*PROBLEM REQUIREMENTS*
Copy out the lines from the line with "Could you kindly segment every instance of the person standing?" up to and including the line with "147], [91, 149]]", swapping "vertex pairs" for "coordinate pairs" and changing nothing else.

##### MATERIAL FOR THE TASK #####

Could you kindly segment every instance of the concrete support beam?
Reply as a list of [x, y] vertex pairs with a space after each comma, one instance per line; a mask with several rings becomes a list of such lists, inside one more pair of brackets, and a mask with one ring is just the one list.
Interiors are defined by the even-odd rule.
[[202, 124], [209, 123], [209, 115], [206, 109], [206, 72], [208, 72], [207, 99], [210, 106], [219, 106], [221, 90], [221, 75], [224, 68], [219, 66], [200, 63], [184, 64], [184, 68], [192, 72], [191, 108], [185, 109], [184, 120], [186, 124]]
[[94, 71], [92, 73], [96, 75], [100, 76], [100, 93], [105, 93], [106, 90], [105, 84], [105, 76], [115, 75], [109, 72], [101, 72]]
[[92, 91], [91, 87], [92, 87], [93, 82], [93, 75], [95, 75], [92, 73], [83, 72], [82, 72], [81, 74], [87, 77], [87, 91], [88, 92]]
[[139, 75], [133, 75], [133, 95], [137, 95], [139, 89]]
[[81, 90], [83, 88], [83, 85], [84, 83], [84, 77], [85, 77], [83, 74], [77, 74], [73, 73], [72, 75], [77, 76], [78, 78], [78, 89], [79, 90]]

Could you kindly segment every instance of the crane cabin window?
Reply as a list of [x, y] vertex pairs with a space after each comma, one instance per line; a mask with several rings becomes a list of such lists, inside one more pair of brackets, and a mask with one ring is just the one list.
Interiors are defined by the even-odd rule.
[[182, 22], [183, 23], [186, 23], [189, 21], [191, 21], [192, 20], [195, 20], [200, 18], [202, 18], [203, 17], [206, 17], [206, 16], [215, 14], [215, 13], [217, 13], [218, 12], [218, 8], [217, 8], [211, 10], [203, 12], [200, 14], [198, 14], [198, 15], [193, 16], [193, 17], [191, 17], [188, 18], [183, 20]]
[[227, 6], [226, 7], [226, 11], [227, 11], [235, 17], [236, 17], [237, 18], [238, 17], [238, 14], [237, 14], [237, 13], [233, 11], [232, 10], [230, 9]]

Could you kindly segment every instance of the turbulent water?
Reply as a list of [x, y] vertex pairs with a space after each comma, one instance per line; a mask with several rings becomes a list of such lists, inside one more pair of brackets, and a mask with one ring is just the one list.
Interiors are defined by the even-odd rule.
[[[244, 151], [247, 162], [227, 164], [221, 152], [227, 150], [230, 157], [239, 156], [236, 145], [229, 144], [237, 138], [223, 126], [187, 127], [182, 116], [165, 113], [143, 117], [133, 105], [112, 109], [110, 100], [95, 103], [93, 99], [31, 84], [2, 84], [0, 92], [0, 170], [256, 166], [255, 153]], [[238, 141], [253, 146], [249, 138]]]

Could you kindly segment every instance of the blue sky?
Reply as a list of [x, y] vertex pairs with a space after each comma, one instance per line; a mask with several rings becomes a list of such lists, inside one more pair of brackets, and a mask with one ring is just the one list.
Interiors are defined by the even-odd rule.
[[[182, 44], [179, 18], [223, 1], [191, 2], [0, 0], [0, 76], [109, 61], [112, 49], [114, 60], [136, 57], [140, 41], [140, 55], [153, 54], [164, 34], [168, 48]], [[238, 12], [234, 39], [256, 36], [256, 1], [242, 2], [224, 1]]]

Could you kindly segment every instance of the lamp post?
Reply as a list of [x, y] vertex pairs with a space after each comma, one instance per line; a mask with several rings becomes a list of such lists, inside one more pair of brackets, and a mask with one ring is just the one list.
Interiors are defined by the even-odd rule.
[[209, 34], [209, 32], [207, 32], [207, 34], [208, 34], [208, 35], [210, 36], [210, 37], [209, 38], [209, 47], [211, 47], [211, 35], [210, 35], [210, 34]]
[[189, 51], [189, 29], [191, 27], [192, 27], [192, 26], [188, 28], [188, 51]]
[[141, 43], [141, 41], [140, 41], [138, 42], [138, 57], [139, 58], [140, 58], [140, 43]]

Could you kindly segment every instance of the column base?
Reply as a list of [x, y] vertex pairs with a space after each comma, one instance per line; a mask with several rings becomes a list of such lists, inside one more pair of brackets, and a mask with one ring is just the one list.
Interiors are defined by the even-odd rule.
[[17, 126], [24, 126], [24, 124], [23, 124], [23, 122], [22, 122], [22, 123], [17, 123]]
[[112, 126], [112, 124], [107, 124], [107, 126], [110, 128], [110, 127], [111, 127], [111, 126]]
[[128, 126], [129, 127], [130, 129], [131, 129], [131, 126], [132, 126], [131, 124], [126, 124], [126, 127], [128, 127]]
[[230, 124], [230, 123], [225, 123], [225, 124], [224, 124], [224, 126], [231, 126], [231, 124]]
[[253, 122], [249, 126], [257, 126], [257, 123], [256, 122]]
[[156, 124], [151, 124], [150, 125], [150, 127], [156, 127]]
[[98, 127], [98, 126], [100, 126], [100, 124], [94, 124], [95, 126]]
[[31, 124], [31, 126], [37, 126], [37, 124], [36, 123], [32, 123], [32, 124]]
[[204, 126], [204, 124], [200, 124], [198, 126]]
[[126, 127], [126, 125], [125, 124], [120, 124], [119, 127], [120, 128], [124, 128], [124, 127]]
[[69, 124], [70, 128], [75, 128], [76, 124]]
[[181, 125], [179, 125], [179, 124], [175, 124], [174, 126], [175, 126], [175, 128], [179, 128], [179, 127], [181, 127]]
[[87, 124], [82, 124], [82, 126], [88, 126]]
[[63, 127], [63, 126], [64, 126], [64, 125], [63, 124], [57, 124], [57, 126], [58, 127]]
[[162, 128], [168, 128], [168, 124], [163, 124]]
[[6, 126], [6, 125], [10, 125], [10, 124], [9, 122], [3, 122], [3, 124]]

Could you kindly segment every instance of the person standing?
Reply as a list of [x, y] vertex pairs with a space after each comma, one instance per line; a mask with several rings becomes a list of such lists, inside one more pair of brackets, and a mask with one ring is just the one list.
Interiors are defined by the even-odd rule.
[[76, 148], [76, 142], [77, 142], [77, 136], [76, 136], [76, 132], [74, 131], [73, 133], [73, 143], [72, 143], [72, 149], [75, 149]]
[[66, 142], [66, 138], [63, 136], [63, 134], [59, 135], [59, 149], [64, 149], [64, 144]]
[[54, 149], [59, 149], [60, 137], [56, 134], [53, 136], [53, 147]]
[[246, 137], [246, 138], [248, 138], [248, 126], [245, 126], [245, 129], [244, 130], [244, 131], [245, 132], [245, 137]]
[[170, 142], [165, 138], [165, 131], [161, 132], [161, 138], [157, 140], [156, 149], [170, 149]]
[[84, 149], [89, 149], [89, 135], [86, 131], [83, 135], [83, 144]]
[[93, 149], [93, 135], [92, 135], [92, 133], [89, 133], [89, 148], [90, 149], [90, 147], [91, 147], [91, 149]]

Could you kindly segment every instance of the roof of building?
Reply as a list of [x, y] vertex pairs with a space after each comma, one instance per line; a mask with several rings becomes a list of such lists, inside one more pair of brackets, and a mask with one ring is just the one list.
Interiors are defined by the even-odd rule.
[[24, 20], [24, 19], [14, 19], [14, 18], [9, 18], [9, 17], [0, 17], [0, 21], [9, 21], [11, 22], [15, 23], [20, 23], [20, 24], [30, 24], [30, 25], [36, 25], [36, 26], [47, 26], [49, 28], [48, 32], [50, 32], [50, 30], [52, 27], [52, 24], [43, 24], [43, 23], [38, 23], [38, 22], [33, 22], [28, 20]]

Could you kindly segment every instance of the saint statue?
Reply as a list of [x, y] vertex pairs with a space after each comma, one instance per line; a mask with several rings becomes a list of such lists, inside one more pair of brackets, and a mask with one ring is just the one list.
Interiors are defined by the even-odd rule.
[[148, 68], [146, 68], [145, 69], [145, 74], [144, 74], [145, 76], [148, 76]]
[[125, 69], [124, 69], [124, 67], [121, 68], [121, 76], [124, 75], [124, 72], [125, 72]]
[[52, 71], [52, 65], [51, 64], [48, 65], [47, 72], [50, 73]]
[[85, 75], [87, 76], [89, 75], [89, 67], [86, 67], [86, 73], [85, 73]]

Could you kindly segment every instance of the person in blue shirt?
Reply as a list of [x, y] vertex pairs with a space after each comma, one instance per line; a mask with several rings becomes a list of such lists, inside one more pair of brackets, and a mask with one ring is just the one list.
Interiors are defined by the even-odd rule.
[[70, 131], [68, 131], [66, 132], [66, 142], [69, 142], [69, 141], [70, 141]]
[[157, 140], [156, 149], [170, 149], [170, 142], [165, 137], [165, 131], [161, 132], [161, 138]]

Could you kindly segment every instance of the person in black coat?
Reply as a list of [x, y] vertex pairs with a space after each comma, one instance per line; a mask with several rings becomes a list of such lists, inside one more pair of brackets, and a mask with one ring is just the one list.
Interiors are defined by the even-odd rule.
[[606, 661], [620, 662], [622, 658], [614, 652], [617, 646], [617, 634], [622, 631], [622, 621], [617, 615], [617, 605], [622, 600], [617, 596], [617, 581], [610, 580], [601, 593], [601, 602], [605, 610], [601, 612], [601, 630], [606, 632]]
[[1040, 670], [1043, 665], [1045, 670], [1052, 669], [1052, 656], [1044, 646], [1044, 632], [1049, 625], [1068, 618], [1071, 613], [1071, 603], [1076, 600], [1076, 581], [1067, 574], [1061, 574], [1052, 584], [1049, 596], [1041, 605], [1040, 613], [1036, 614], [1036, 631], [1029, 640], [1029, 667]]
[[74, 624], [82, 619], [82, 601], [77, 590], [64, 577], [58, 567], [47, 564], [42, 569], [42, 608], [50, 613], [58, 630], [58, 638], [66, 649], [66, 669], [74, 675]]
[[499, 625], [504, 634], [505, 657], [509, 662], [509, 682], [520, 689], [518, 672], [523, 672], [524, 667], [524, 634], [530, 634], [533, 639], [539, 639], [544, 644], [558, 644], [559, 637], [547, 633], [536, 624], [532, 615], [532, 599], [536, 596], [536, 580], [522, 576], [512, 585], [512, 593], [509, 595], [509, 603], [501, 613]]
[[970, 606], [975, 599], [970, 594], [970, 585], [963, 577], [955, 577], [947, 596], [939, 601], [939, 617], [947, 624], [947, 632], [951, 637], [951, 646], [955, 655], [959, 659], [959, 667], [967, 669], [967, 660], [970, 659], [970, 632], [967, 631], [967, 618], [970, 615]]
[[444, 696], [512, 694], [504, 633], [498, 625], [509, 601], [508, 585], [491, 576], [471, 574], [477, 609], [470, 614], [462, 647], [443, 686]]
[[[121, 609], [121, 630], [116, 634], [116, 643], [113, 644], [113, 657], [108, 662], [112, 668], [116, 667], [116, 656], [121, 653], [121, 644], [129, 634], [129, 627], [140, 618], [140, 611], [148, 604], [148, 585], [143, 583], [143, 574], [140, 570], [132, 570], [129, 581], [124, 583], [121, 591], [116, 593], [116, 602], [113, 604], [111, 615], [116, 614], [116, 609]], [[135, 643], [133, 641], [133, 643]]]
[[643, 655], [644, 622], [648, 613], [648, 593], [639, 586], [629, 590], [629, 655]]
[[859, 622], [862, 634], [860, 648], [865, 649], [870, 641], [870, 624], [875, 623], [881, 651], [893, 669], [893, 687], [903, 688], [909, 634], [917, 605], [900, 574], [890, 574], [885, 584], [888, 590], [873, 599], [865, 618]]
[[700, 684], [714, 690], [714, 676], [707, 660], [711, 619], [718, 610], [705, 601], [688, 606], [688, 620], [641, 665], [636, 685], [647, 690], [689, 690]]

#####

*OUTPUT OF THE TASK*
Could you kindly segment every instance of the person standing?
Reply as a list of [x, y] coordinate pairs with a space after each comma, one instance per line; a mask with several rings becomes a list of such lists, inside one more pair of brackets, and a mask with one ring is just the one list.
Interiors are defined by the even-odd rule.
[[76, 148], [76, 142], [77, 142], [77, 136], [76, 136], [76, 132], [74, 131], [73, 133], [73, 143], [72, 143], [72, 149], [75, 149]]
[[66, 142], [66, 138], [63, 136], [63, 134], [59, 135], [59, 149], [64, 149], [64, 144]]
[[54, 149], [59, 149], [60, 137], [56, 134], [53, 136], [53, 147]]
[[246, 137], [246, 138], [248, 138], [248, 126], [245, 126], [245, 129], [244, 130], [244, 131], [245, 132], [245, 137]]
[[170, 142], [165, 138], [165, 131], [161, 132], [161, 138], [157, 140], [156, 149], [170, 149]]
[[84, 149], [89, 149], [89, 135], [86, 131], [83, 135], [83, 144]]
[[93, 149], [93, 135], [92, 135], [92, 133], [89, 133], [89, 148], [90, 149], [90, 147], [91, 147], [91, 149]]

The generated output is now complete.